PROBLEMS TO WORK ON –
1) Please condense the paragraph in the forum thread about Ogres that begins "700pts however" into a short bulleted list that keeps its main facts.
2) From the forum thread about Ogres, extract word for word the span that starts at the words "700pts however, pops" and stops after "a Slaanesh Troll.".

SELECTED PASSAGE –
+ + + +

# Ogres in a WoC army



## Angelus Censura (Oct 11, 2010)

Are Ogres worth taking in a WoC, and if so, what should they be used as? Maybe just as human sheilds or tanks for CC with a MoK or Nurgle?

I have some sweet conversion ideas and just got my WoC army book, so I'm stoked to start making a list


----------



## itsonlyme (Aug 22, 2008)

Personally I wouldn't bother, dragon ogres are a whole different kettle of fish!


----------



## Angelus Censura (Oct 11, 2010)

Wait, you wouldn't bother with the Dragon Ogres or the Normal Ogres? Regular Ogres seem pretty mean, with 3 wounds a peice for only 35 points, and 3 attacks (4 if their a mutant) - only thing their lacking is with their WS


----------



## Durzod (Nov 24, 2009)

Unless you plan on being a tournament junkie, go with what interests you. If you think of ogres as a kind of heavy cavalry unit (They're tough and a bit faster than other infantry), that should give you an idea of how to use them. They can act as a link between the main line of Chaos Warriors and the flanking Knights. 
I usually equip mine with Great Weapons, as you're probably gonna strike last anyway with their I so you might as well make it hurt.
You sound like an avid modeler, so you can make your own Dragon Ogres from Ogre bulls and Cold Ones. I did it with the new Dark Elf Coldies (Put the knights on horses as effete Slaaneshi knights), but the Lizardman Coldies could also make interesting ones (less sleek and speedy, but beefier and maybe a better match). Don't know what to do with the riders, though. Unless as bitz for mutant conversions.
Anyway, the main thing is to have fun.


----------



## Vaz (Mar 19, 2008)

Personally, Dragon Ogres or Trolls fulfil all the roles that Ogres can be expected to fill, except for one.

Bodywalls - at 55pts, Trolls are too expensive, even with Mutant Regen to have multiple blocking units.

700pts however, pops out 60 wounds (2 units of 10 Ogres) and are fairly decent in CC against non elites (with their 6 attacks per base contact, and a 5+ Armour), they can make a dent in many flankers. They have M6 as well to help with countering flankers, and baiting enemy units with.


----------



## Anarkitty (Jul 29, 2008)

I personally like Ogres more than Trolls just for the modeling opportunities they afford.
I can envision a Slaanesh Ogre. I have ahard time with a Slaanesh Troll.
Though now that I type it, I don't know...


----------



## olderplayer (Dec 11, 2009)

There are tradeoffs, and this has been discussed before on this forum.

+ + + +

Labeled-object pointing lines –
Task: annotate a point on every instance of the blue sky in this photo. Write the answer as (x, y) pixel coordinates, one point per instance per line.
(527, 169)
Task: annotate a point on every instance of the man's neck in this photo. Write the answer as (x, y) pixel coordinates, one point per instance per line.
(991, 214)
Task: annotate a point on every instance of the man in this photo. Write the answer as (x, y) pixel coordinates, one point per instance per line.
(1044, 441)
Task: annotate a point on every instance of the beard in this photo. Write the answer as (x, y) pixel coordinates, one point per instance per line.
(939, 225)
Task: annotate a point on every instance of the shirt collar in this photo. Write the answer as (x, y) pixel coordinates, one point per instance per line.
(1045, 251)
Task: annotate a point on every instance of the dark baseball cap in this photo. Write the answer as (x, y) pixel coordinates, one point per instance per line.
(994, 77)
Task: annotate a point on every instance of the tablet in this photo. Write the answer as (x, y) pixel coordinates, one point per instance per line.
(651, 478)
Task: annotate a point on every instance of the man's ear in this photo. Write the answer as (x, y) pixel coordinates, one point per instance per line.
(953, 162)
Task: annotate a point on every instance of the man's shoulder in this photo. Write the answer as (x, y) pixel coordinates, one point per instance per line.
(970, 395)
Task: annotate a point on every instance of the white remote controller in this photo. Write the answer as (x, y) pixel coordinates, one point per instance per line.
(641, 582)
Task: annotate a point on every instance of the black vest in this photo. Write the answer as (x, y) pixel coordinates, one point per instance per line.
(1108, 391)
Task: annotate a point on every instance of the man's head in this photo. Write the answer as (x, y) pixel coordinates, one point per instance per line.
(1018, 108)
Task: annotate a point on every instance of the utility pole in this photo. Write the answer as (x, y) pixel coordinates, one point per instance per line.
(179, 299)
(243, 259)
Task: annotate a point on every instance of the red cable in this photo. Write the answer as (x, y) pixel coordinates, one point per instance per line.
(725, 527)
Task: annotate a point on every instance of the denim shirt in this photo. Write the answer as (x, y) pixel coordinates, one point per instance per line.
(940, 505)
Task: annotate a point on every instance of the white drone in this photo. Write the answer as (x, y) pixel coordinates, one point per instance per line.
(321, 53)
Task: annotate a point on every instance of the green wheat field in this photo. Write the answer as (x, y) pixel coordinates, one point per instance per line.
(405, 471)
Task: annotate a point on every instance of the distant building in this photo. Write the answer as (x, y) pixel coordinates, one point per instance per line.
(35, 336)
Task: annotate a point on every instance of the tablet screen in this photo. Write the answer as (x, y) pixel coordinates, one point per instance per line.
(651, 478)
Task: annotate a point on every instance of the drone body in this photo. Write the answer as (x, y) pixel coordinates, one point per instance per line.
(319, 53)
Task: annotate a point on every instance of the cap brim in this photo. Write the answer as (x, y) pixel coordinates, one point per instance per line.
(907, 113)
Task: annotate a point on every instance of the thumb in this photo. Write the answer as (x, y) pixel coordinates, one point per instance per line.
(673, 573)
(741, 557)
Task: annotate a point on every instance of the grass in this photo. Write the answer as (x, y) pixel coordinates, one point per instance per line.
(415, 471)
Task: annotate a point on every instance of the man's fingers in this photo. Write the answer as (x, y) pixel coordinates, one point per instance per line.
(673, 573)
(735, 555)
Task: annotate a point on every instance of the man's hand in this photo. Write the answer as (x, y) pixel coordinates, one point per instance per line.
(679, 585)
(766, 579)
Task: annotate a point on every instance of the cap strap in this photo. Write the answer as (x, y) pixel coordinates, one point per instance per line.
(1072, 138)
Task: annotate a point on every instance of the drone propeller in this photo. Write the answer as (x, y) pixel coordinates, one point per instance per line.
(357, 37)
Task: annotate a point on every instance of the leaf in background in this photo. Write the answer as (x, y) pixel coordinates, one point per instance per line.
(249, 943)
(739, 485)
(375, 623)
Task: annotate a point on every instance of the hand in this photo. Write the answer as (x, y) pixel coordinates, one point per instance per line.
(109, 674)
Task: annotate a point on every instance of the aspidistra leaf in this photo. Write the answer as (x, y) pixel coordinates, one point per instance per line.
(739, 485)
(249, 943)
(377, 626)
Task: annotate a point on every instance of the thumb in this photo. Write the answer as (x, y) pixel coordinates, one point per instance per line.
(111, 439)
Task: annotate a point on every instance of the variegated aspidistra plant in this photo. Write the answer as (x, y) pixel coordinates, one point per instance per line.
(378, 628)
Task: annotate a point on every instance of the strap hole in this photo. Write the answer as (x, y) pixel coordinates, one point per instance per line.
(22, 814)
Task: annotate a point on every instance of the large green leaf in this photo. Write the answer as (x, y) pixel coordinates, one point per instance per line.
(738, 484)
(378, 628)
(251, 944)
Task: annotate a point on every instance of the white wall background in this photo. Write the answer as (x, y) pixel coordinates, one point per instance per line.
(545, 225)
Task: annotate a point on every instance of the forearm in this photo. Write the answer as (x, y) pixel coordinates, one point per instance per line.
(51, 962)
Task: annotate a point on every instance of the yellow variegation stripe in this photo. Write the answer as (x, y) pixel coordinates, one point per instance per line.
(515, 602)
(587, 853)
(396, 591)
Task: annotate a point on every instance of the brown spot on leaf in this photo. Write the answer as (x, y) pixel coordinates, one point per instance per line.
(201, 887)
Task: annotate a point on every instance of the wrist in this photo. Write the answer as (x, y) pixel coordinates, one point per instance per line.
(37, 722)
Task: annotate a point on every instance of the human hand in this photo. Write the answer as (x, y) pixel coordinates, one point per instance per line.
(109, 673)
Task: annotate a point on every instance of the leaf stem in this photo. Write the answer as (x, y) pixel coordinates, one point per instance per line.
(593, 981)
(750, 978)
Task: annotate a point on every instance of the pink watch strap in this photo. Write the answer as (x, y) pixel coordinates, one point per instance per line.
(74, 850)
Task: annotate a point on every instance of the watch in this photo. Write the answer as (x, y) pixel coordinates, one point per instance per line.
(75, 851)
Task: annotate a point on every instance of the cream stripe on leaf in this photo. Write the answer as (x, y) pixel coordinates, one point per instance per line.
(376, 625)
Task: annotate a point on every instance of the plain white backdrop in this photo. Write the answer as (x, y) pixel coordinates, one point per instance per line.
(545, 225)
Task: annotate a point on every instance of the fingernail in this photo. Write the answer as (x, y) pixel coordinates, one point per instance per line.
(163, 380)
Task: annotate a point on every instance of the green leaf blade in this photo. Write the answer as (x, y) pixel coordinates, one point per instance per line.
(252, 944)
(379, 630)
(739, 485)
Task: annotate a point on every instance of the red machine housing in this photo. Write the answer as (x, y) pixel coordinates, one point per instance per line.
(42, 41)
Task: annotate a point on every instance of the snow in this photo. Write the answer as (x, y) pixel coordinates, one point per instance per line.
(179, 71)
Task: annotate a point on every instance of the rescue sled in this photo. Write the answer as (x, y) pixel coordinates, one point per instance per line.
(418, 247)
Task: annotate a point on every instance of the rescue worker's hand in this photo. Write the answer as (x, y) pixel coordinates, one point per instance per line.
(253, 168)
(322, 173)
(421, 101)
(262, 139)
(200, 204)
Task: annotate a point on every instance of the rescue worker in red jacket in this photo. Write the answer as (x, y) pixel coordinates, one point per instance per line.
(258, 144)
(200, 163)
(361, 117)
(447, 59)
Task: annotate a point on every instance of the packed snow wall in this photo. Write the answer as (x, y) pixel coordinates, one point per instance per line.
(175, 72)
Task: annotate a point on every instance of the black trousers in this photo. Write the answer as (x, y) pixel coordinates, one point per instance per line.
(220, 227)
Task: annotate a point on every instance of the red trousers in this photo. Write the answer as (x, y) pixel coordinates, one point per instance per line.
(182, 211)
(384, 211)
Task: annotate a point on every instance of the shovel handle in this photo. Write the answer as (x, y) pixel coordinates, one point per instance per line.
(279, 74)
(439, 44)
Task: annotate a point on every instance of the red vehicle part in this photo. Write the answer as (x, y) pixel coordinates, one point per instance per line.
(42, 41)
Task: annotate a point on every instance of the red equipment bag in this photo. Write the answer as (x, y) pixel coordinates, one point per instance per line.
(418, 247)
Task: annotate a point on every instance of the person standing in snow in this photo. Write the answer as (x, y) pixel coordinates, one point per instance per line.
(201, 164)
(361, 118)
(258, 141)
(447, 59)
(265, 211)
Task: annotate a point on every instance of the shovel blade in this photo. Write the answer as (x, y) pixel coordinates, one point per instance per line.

+ + + +

ANSWERS PROVIDED –
1)
- 700 points buys 60 wounds: two units of 10 Ogres.
- They are fairly decent in close combat against non-elites, with 6 attacks per base contact and a 5+ armor.
- They can make a dent in many flankers.
- Their M6 helps with countering flankers and baiting enemy units.

2)
700pts however, pops out 60 wounds (2 units of 10 Ogres) and are fairly decent in CC against non elites (with their 6 attacks per base contact, and a 5+ Armour), they can make a dent in many flankers. They have M6 as well to help with countering flankers, and baiting enemy units with.


----------



## Anarkitty (Jul 29, 2008)

I personally like Ogres more than Trolls just for the modeling opportunities they afford.
I can envision a Slaanesh Ogre. I have ahard time with a Slaanesh Troll.